Given problem: Render every entry exactly as it appears.

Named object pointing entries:

■ ■ ■

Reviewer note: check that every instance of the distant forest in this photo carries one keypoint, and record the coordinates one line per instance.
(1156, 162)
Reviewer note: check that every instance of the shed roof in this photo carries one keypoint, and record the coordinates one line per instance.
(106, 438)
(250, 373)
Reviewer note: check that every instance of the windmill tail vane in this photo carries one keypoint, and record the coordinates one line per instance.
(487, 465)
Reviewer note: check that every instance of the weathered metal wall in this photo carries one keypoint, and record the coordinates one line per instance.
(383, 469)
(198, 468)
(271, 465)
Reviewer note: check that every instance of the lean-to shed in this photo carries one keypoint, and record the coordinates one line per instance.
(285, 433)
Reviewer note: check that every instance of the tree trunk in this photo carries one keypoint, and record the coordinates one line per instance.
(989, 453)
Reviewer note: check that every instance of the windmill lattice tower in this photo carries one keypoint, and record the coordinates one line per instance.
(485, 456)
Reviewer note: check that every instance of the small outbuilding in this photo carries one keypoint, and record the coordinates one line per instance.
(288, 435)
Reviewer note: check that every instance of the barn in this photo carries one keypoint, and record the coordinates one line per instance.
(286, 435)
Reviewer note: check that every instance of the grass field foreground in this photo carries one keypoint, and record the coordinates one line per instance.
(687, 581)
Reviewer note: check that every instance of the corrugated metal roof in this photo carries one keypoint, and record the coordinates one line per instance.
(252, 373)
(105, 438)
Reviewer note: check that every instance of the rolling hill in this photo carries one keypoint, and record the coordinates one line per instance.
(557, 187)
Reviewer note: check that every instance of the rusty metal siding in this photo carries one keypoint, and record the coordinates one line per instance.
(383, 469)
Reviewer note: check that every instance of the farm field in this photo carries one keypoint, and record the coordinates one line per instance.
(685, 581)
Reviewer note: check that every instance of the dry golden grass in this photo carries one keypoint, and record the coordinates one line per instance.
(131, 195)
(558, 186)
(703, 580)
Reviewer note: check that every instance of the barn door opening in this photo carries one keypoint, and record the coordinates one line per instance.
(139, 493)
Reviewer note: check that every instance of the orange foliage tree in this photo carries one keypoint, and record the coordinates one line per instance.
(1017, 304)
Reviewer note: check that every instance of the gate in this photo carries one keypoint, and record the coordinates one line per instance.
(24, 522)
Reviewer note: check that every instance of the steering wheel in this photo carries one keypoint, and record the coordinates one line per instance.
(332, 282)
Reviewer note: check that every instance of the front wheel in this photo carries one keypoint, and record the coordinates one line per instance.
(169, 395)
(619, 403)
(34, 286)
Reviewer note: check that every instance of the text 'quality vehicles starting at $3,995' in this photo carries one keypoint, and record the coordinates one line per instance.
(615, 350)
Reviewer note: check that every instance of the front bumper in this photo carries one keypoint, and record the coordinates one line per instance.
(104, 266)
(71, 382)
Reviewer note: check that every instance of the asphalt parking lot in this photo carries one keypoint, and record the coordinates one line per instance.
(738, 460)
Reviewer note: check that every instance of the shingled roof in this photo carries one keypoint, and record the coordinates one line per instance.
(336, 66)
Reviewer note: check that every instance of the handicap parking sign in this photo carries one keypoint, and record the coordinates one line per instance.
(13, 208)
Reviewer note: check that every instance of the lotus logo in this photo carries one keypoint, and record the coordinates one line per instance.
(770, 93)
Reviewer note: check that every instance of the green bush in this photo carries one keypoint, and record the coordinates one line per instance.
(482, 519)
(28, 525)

■ ■ ■

Answer to the problem:
Reviewer note: check that every instance of the distant forest in this photo carries one keypoint, and record the coordinates one line per instance.
(1156, 162)
Reviewer note: check that every instance of the shed roof in this photo carries one keypoint, and record the coordinates one line per instance.
(106, 438)
(250, 373)
Reviewer note: check that every instance of the windmill tail vane in this photo carries one keypoint, and record the coordinates one line per instance.
(487, 465)
Reviewer note: check that every instance of the weathered metal wall in this photo carries one keypoint, and record the coordinates one line per instance.
(383, 469)
(198, 468)
(271, 465)
Reviewer note: check that every instance of the lean-to shed in this photo carries one keypoint, and record the coordinates one line per instance.
(285, 433)
Reviewer note: check that every instance of the tree trunk in this photo carries one keypoint, and record the coordinates one line per instance.
(989, 453)
Reviewer note: check that every instance of the windmill lattice tower in this photo carries one keypoint, and record the coordinates one line per instance.
(485, 456)
Reviewer note: check that every instance of the small outbuilding in this photo carries one keypoint, and record the coordinates one line per instance.
(288, 435)
Reviewer note: check that every instance of the barn in this photo carries one keypoint, and record the coordinates one line per instance.
(286, 435)
Reviewer note: check that every instance of the grass field foreground in this photo carries one keypoint, and record the coordinates one line per instance.
(687, 581)
Reviewer note: check that every instance of the corrugated metal roof in this photo carries one keypoint, and record the coordinates one line per instance.
(252, 373)
(105, 438)
Reviewer note: check that every instance of the rolling hill in this photo carries one keypoint, and record the coordinates one line per instance.
(557, 187)
Reviewer note: check that every instance of the rusty metal siding in this photo carries one keypoint, and record the coordinates one line per instance.
(383, 469)
Reviewer note: check that every instance of the farm field in this photo carries one keypoint, and record the coordinates one line per instance.
(685, 581)
Reviewer note: check that every instance of the dry golden grass in this photo carries one keypoint, and record the coordinates one line per instance.
(131, 195)
(558, 186)
(703, 580)
Reviewer note: check that every instance of the barn door opening in this photo carries one keypoint, and record the coordinates one line per instance.
(139, 493)
Reviewer note: check that every instance of the orange foliage tree in this photo carries one keypoint, and record the coordinates one line per instance.
(1017, 304)
Reviewer note: check that every instance of the gate in this photo carries one keypoint, and record the coordinates one line per instance.
(24, 522)
Reviewer note: check that every instance of the steering wheel in this photo carries one keypoint, and record the coordinates one line per instance.
(332, 282)
Reviewer note: check that every instance of the front wheel in this photo carries one keypoint, and record the coordinates one line per instance.
(169, 395)
(619, 403)
(34, 286)
Reviewer note: check that every instance of the text 'quality vehicles starting at $3,995' in this photo carries one keypoint, and record the coordinates one line per instance.
(615, 350)
Reviewer note: check that every instance of the front bumper in this photo carries one keypoint, and record the coordinates one line per instance.
(104, 266)
(71, 382)
Reviewer note: check that every instance of the asphalt parking lot in this photo carries one keypoint, and record the coordinates one line per instance.
(738, 460)
Reviewer note: check that every instance of the shingled roof in this photo carries one keypoint, and record the coordinates one line per instance.
(336, 66)
Reviewer note: check that every instance of the handicap parking sign in this photo carries one keypoint, and record the coordinates one line per instance.
(13, 208)
Reviewer note: check that every instance of the lotus logo in this photo carries one keypoint, and record the coordinates one line per instance.
(770, 93)
Reviewer note: check that every instance of the green bush in this photo carries one keypoint, and record the coordinates one line per instance.
(482, 519)
(28, 525)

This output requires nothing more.